Written instruction A:
Answer these from the article on the Kepler conjecture proof:
(i) In what year did Thomas Hales solve the Kepler conjecture?
(ii) How many referees reviewed his paper, and for how many years?
(iii) How certain did the referees tell the editor they were that the proof was correct?
Written instruction B: Extend the article on computer-checked mathematical proofs, picking up right after its final sentence.

Provided passage:
= = = = =

4 March 2005 Science Magazine
What in the Name of Euclid Is Going On Here?

Dana Mackenzie*

Computer assistants may help mathematicians dot the i's and cross the t's of proofs so complex that they defy human comprehensionIn 1998, a young University of Michigan mathematician named Thomas Hales solved a nearly 4-century-old problem called the Kepler conjecture. The task was to prove that the standard grocery-store arrangement of oranges is, in fact, the densest way to pack spheres together. The editor of Annals of Mathematics, one of the most prestigious journals in mathematics, invited him to submit his proof to Annals. Neither of them was prepared for what happened next.

Figure 2 Different languages. Machine proofs (right) can look very different from "human" versions.

Over a period of 4 years, a team of 12 referees wrestled with the lengthy paper and eventually raised a white flag. They informed the editor that they were only "99 percent" certain that it was correct. In particular, they could not vouch for the validity of the lengthy computer calculations that were essential to Hales's proof. The editor took the unprecedented step of publishing the article with a disclaimer that it could not be absolutely verified (Science, 7 March 2003, p. 1513).

= = = = =

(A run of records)
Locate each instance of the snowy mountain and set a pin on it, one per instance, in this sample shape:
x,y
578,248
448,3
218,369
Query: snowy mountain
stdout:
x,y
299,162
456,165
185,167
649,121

= = = = =

Final answer A:
(i) 1998
(ii) 12 referees, over 4 years
(iii) 99 percent

Final answer B:
It is a scenario that has repeated itself, with variations, several times in recent years: A high-profile problem is solved with an extraordinarily long and difficult megaproof, sometimes relying heavily on computer calculation and often leaving a miasma of doubt behind it. In 1976, the Four Color Theorem started the trend, with a proof based on computer calculations so lengthy that no human could hope to follow them. The classification of finite simple groups, a 10,000-page multiauthor project, was completed (sort of) in 1980 but had to be recompleted last year. "We've arrived at a strange place in mathematics," says David Goldschmidt of the Institute for Defense Analyses in Alexandria, Virginia, one of the collaborators on the finite simple group proof. "When is a proof really a proof? There's no absolute standard." Goldschmidt thinks the traditional criterion--review by a referee (or team of them)--breaks down when a paper reaches hundreds or thousands of pages.

The computer--which at first sight seems to be part of the problem--may also be the solution. In the past few months, software packages called "proof assistants," which go through every step of a carefully written argument and check that it follows from the axioms of mathematics, have served notice that they are no longer toys. Last fall, Jeremy Avigad, a professor of philosophy at Carnegie Mellon University, used a computer assistant called Isabelle to verify the Prime Number Theorem, which (roughly speaking) describes the probability that a randomly chosen number in any interval is prime. And in December, Georges Gonthier, a computer scientist at Microsoft Research Cambridge, announced a successful verification of the proof of the Four Color Theorem, using a proof assistant called Coq. "It's finally getting to the stage where you can do serious things with these programs," says Avigad.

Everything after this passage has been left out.